Aim of the exercise: From the records below, copy out verbatim the part that opens with the line containing "Dataset curation — class: staircase." and closes with the line containing "427 166 456 211", including both of those lines.

-- Begin Information shown --

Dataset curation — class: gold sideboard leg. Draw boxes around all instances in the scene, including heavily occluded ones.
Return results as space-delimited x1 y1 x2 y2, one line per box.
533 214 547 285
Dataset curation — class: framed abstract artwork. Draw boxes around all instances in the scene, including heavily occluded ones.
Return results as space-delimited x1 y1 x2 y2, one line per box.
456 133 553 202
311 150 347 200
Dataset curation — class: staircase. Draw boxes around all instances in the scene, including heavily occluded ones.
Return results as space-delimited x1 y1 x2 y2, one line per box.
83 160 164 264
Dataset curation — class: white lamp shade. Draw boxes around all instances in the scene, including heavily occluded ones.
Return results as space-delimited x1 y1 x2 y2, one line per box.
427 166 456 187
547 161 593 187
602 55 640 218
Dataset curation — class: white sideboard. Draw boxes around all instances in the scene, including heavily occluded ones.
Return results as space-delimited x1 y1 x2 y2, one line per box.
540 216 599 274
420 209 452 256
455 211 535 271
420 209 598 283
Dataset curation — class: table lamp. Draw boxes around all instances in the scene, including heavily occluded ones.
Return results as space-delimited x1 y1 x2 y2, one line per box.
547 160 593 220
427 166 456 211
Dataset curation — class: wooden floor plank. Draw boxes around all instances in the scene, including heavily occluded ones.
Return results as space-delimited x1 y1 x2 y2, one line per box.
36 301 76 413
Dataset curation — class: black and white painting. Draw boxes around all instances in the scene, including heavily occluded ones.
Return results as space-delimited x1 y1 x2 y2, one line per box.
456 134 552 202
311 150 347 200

-- End Information shown --

Final answer:
Dataset curation — class: staircase. Draw boxes around all instances in the scene, including heavily occluded ones.
Return results as space-delimited x1 y1 x2 y2, one line per box.
83 160 164 264
Dataset curation — class: white lamp shade. Draw boxes around all instances in the scene, including heavily occluded ones.
Return results as space-delimited x1 y1 x2 y2, one line per box.
427 166 456 187
547 161 593 187
602 55 640 218
Dataset curation — class: white sideboard. Draw boxes around all instances in the scene, including heavily occluded ones.
Return results as space-delimited x1 y1 x2 y2, one line per box.
540 216 599 274
420 209 452 256
455 211 535 271
420 209 598 283
Dataset curation — class: table lamp. Draw boxes around all instances in the scene, including heavily occluded ones.
Return results as space-delimited x1 y1 x2 y2, one line per box.
547 160 593 220
427 166 456 211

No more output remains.